(Region labeling items)

--

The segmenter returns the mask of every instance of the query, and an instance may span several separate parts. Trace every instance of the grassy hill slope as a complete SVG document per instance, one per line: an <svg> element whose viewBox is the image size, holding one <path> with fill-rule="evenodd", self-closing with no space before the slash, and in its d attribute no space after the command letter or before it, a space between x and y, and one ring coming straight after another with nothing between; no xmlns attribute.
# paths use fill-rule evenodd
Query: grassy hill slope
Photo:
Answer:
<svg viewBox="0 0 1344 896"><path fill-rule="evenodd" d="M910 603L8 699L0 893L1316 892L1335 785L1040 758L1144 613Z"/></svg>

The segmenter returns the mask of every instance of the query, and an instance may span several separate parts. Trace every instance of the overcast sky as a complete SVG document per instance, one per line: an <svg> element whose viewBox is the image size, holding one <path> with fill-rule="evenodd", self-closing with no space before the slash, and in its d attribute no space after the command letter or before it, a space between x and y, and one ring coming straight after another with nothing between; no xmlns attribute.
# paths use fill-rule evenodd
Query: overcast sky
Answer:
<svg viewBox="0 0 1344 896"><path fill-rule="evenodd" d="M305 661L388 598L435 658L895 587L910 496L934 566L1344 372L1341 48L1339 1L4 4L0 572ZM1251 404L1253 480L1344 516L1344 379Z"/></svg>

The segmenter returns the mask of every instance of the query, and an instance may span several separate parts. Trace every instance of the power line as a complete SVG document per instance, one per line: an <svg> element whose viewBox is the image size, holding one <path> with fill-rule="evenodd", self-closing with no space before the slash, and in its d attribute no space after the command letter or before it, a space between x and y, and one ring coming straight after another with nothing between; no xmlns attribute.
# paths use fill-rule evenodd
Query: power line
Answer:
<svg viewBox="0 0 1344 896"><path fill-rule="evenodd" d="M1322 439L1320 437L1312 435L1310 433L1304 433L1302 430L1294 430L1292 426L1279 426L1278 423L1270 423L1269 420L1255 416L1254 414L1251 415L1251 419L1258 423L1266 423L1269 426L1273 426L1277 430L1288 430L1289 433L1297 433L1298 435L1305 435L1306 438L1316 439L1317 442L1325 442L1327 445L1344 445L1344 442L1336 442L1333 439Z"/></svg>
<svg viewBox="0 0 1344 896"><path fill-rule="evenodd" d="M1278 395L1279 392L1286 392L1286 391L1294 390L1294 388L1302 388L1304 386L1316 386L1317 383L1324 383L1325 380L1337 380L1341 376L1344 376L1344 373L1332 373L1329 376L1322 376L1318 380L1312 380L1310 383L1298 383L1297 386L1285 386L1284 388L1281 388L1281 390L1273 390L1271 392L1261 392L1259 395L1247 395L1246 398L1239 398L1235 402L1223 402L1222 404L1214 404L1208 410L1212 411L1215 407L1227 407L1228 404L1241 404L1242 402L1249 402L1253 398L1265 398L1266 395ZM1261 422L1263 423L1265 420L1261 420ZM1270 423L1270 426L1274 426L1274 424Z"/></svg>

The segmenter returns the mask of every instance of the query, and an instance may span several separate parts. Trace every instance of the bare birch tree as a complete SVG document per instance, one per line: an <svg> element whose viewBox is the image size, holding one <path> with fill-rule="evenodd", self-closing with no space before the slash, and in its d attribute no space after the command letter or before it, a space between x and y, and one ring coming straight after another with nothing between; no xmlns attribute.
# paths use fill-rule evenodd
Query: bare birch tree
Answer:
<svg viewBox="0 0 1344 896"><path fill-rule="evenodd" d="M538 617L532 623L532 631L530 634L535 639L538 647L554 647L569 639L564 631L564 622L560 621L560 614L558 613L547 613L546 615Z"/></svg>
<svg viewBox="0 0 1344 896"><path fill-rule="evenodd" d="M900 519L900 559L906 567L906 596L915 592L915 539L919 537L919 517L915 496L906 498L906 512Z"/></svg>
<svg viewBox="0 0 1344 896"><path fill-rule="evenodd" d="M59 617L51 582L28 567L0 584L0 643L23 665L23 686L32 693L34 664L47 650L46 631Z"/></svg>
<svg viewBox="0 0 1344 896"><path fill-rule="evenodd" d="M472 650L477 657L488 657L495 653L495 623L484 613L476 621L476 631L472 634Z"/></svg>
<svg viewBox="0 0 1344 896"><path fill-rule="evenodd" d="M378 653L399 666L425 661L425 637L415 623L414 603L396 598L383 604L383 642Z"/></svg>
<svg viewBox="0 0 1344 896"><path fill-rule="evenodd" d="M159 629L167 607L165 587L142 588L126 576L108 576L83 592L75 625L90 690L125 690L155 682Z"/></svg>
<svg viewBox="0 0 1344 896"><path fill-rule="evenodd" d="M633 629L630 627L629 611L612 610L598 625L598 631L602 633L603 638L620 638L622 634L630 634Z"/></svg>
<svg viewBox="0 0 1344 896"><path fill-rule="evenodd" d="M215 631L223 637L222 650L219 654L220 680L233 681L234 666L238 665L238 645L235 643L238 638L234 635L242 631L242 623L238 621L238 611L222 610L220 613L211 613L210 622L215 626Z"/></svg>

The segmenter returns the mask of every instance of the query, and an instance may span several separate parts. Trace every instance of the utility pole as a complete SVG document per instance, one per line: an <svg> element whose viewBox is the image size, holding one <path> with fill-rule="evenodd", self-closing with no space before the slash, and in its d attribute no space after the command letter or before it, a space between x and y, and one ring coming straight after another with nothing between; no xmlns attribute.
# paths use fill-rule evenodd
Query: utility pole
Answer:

--

**Problem to solve**
Write out all of the region labeling items above again, word for word.

**Correct answer**
The segmenter returns the mask of every instance of the query, and an instance may span several separate parts. Trace every instance of the grassy hill slope as a complete SVG document per instance, one per line: an <svg> element whose viewBox is the image size, holding one <path> with fill-rule="evenodd", self-closing with no space before the slash, and in its d attribute no space after the command letter or before it, a space between x and y, and one ring coming straight after another with nothing between; no xmlns attribute.
# paths use fill-rule evenodd
Query: grassy hill slope
Photo:
Answer:
<svg viewBox="0 0 1344 896"><path fill-rule="evenodd" d="M910 603L8 699L0 893L1316 892L1335 785L1040 758L1144 613Z"/></svg>

The segmenter returns the mask of every instance of the query, and an instance may span several separate parts. Trace every instance of the overcast sky as a complete SVG document per instance, one per line: an <svg> element whose viewBox is the image size, holding one <path> with fill-rule="evenodd", self-closing with no space before the slash, and in its d attribute no space after the command letter or before it, a space between x and y, and one ring coming straight after another with nothing between; no xmlns attribute.
# paths use fill-rule evenodd
Query: overcast sky
Answer:
<svg viewBox="0 0 1344 896"><path fill-rule="evenodd" d="M305 661L388 598L435 658L895 587L910 496L934 566L1344 372L1341 48L1339 1L4 4L0 572ZM1251 404L1253 480L1344 516L1344 379Z"/></svg>

The segmenter returns the mask of every instance of the query, and an instance may span several separate parts. Trace every instance of the power line as a complete SVG document per instance, one per line: an <svg> element whose viewBox is the image size, holding one <path> with fill-rule="evenodd", self-closing with no space before the slash, and in its d attribute no space after the command letter or before it, a space between x and y, and one ring coming straight after another with nothing between; no xmlns attribute.
# paths use fill-rule evenodd
Query: power line
Answer:
<svg viewBox="0 0 1344 896"><path fill-rule="evenodd" d="M1322 439L1320 437L1312 435L1310 433L1304 433L1302 430L1294 430L1292 426L1279 426L1278 423L1270 423L1269 420L1255 416L1254 414L1251 415L1251 419L1258 423L1266 423L1269 426L1273 426L1277 430L1288 430L1289 433L1297 433L1298 435L1305 435L1306 438L1316 439L1317 442L1325 442L1327 445L1344 445L1344 442L1336 442L1333 439Z"/></svg>
<svg viewBox="0 0 1344 896"><path fill-rule="evenodd" d="M1278 395L1279 392L1286 392L1286 391L1294 390L1294 388L1302 388L1304 386L1316 386L1317 383L1324 383L1325 380L1337 380L1341 376L1344 376L1344 373L1332 373L1329 376L1322 376L1318 380L1312 380L1310 383L1298 383L1297 386L1285 386L1284 388L1281 388L1281 390L1273 390L1271 392L1261 392L1259 395L1247 395L1246 398L1239 398L1235 402L1223 402L1222 404L1214 404L1208 410L1212 411L1215 407L1227 407L1228 404L1241 404L1242 402L1249 402L1253 398L1265 398L1266 395ZM1261 422L1263 423L1265 420L1261 420ZM1270 423L1270 426L1274 426L1274 424Z"/></svg>

The segmenter returns the mask of every instance of the query, and an instance may span several separate parts. Trace every instance of the bare birch tree as a complete SVG document per instance, one per line: an <svg> element whose viewBox is the image size, holding one <path> with fill-rule="evenodd", self-closing with no space before the slash, and in its d attribute no space after the command letter or before it, a space between x and y, and one ring coming straight after another with nothing between; no xmlns attribute.
# paths use fill-rule evenodd
Query: bare birch tree
Answer:
<svg viewBox="0 0 1344 896"><path fill-rule="evenodd" d="M538 617L532 623L532 631L530 634L535 639L538 647L554 647L569 639L564 631L564 622L560 621L560 614L558 613L547 613L546 615Z"/></svg>
<svg viewBox="0 0 1344 896"><path fill-rule="evenodd" d="M900 519L900 559L906 567L906 596L915 592L915 539L919 537L919 517L915 496L906 498L906 512Z"/></svg>
<svg viewBox="0 0 1344 896"><path fill-rule="evenodd" d="M59 617L51 582L28 567L0 584L0 643L23 665L23 686L32 693L34 664L47 650L46 631Z"/></svg>
<svg viewBox="0 0 1344 896"><path fill-rule="evenodd" d="M472 650L477 657L488 657L495 653L495 623L484 613L476 621L476 631L472 634Z"/></svg>
<svg viewBox="0 0 1344 896"><path fill-rule="evenodd" d="M378 653L399 666L425 661L425 637L415 623L414 603L396 598L383 604L383 642Z"/></svg>
<svg viewBox="0 0 1344 896"><path fill-rule="evenodd" d="M159 629L167 607L165 587L142 588L126 576L108 576L83 592L75 625L90 690L125 690L155 682Z"/></svg>
<svg viewBox="0 0 1344 896"><path fill-rule="evenodd" d="M633 629L630 627L629 611L612 610L598 625L598 631L602 633L603 638L620 638L622 634L630 634Z"/></svg>
<svg viewBox="0 0 1344 896"><path fill-rule="evenodd" d="M215 631L223 637L222 650L219 654L220 680L233 681L234 666L238 665L238 645L235 643L238 638L234 635L242 631L242 623L238 621L238 611L222 610L220 613L211 613L210 622L215 626Z"/></svg>

The segmenter returns the mask of every instance of the query, and an instance may span several separate parts. Trace every instance of the utility pole as a complete SVG document per instance, one per line: an <svg> element whose viewBox is the image size, holding one <path> with fill-rule="evenodd", self-closing with no space before the slash, and in its d attribute no space after the command letter or before it, a space between x and y, and one ring coming straight after another with nothing between; no xmlns attribute.
# paths use fill-rule evenodd
Query: utility pole
Answer:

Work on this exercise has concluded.